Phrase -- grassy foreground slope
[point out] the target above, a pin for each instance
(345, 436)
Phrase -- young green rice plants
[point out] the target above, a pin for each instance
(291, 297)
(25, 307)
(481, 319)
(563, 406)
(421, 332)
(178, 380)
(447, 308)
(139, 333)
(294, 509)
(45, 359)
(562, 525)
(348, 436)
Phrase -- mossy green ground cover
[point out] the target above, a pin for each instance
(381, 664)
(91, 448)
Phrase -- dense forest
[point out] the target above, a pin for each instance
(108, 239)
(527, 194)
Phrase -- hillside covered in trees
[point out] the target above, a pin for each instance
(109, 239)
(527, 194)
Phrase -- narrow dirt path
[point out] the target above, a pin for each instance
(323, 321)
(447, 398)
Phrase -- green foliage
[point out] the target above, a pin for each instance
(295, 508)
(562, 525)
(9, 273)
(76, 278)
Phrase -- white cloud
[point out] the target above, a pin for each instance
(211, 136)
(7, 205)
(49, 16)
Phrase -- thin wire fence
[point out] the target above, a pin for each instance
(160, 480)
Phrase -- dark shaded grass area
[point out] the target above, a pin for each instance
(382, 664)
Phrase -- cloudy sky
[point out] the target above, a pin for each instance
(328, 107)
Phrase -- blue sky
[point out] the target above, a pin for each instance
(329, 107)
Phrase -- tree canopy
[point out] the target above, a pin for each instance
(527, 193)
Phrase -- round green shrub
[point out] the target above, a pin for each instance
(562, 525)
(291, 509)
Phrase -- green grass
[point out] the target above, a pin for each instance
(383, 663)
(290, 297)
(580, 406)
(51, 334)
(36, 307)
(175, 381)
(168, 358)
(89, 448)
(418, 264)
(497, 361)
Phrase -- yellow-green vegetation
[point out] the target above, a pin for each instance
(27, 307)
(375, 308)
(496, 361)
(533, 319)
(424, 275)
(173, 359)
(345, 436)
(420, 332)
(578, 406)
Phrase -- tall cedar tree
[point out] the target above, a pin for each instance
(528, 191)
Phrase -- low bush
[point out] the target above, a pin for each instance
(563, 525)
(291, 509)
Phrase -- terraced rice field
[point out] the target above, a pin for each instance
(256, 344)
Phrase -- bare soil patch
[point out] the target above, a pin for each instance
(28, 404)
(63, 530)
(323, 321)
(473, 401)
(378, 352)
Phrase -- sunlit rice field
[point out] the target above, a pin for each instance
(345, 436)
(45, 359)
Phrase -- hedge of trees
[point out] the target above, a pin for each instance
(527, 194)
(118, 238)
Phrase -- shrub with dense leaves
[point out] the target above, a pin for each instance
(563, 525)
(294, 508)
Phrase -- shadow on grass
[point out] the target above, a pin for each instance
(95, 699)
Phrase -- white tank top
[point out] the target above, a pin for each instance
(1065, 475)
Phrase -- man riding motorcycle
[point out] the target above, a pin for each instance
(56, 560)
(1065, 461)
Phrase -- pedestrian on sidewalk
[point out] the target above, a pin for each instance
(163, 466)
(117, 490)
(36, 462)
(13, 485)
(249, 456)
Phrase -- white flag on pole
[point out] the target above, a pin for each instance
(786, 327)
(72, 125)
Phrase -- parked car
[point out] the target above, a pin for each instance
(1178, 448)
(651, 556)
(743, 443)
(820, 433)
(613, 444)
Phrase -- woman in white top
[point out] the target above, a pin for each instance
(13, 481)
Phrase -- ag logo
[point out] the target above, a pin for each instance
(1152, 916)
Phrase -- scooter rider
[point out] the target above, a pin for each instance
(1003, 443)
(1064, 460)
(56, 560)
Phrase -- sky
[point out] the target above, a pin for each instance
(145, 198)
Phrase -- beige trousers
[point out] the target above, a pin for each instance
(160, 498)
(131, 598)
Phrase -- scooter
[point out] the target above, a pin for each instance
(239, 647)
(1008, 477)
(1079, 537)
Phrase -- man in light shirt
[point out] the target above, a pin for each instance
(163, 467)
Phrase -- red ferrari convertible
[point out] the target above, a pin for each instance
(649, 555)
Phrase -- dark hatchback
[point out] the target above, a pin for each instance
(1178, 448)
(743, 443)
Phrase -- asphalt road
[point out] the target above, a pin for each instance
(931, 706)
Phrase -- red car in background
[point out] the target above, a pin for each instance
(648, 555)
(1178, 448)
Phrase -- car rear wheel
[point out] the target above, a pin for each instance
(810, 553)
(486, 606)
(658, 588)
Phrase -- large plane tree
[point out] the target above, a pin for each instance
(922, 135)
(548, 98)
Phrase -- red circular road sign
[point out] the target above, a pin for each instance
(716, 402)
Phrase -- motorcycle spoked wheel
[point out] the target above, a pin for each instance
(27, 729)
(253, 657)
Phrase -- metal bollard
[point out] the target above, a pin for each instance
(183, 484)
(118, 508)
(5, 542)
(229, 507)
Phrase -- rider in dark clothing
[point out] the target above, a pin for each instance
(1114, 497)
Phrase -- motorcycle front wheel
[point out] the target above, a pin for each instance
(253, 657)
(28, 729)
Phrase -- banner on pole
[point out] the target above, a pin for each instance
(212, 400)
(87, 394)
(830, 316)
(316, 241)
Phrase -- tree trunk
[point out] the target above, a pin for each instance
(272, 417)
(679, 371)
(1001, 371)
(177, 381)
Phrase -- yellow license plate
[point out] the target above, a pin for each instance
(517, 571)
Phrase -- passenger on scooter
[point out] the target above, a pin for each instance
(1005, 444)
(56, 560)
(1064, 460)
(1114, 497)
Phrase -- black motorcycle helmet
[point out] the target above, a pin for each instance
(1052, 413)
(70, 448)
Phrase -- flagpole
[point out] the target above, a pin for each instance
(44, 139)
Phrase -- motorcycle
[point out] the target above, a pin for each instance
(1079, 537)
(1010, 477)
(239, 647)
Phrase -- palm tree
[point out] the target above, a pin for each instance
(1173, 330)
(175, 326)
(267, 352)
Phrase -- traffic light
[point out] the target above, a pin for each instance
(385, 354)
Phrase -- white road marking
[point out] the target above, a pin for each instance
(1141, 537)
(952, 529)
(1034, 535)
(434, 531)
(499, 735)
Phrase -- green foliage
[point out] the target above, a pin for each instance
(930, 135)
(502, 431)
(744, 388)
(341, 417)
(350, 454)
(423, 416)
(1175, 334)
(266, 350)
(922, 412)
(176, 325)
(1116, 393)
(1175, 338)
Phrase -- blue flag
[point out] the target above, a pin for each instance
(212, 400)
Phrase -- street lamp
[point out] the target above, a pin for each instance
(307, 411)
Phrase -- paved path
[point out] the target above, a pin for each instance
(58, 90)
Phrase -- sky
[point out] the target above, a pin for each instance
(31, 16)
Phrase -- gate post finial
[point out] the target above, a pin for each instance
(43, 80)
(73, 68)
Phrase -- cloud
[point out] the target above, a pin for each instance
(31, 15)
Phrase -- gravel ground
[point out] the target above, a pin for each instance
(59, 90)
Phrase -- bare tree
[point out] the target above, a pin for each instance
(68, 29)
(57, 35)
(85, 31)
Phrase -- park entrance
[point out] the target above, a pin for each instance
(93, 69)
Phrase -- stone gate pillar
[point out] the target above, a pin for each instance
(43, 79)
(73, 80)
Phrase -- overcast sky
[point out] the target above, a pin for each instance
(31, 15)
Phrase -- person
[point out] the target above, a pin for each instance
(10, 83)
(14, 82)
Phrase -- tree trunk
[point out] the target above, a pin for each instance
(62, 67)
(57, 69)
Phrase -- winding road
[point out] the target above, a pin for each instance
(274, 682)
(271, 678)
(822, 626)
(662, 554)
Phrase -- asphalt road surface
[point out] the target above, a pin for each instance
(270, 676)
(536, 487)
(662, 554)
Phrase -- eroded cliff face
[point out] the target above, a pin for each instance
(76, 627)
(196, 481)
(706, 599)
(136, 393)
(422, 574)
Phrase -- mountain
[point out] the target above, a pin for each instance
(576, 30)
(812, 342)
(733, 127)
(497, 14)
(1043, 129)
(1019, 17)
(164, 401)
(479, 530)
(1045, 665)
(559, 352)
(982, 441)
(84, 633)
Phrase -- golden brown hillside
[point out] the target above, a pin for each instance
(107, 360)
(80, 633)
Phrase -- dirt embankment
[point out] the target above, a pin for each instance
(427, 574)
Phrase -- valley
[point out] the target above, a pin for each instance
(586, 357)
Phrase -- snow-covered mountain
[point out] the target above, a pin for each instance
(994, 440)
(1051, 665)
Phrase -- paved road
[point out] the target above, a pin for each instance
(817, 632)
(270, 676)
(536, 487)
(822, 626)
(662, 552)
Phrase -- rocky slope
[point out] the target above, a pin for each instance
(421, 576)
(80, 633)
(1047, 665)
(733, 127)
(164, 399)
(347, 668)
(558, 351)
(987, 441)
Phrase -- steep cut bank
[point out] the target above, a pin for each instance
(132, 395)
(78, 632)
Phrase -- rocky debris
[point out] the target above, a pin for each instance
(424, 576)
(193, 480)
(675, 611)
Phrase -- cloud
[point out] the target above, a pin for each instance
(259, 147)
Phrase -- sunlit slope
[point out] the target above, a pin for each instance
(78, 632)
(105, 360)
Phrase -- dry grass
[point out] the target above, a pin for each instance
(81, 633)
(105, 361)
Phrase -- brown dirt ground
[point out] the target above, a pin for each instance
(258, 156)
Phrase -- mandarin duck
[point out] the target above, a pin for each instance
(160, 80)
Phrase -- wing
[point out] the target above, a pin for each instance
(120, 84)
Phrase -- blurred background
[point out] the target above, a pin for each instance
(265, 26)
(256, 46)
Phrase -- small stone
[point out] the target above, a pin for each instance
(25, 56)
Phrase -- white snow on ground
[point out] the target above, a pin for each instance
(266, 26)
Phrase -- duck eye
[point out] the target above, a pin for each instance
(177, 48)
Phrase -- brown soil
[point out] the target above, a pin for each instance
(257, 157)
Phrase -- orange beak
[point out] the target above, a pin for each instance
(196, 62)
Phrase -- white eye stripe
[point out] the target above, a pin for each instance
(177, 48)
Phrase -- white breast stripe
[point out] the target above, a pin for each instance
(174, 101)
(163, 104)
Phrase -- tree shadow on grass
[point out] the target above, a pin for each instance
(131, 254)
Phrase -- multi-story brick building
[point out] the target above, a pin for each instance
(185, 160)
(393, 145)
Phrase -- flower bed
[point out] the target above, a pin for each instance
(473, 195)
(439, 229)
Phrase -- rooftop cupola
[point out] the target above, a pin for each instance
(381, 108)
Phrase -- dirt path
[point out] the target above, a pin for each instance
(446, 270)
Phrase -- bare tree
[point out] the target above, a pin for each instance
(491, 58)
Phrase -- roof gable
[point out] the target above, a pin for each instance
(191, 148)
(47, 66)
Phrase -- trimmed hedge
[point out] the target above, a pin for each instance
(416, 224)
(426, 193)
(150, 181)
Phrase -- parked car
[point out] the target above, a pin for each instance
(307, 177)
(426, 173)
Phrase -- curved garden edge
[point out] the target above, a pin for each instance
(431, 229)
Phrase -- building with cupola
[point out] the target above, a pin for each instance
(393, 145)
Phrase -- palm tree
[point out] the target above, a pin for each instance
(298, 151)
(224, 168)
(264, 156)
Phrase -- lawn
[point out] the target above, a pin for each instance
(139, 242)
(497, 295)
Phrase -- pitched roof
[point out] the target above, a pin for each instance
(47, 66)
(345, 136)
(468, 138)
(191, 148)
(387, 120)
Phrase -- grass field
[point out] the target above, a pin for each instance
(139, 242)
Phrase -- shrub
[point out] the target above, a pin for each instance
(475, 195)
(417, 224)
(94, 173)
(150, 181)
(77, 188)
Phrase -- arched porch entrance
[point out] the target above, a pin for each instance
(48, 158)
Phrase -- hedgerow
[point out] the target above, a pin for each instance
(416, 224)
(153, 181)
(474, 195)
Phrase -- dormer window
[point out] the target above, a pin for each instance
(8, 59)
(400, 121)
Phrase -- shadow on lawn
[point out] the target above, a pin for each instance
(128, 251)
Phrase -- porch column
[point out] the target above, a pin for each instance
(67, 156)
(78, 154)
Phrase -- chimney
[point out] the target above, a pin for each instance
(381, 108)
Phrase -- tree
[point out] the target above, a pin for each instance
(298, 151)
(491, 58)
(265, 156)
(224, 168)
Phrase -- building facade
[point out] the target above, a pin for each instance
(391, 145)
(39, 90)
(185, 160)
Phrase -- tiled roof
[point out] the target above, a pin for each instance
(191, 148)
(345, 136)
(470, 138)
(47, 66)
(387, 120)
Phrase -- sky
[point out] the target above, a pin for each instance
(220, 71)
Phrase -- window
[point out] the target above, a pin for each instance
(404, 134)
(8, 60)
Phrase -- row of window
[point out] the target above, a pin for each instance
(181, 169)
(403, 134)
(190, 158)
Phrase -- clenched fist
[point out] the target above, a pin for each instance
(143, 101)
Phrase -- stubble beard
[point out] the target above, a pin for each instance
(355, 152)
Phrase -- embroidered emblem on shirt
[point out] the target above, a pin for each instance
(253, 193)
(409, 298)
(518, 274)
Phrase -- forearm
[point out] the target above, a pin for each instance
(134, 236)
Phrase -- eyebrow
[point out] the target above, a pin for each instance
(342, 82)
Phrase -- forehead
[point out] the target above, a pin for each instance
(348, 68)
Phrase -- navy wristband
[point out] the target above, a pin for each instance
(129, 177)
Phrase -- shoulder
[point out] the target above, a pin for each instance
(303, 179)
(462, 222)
++++++++++
## Task instructions
The answer must be one number: how many lines in the records above contain "motorcycle".

## Answer below
5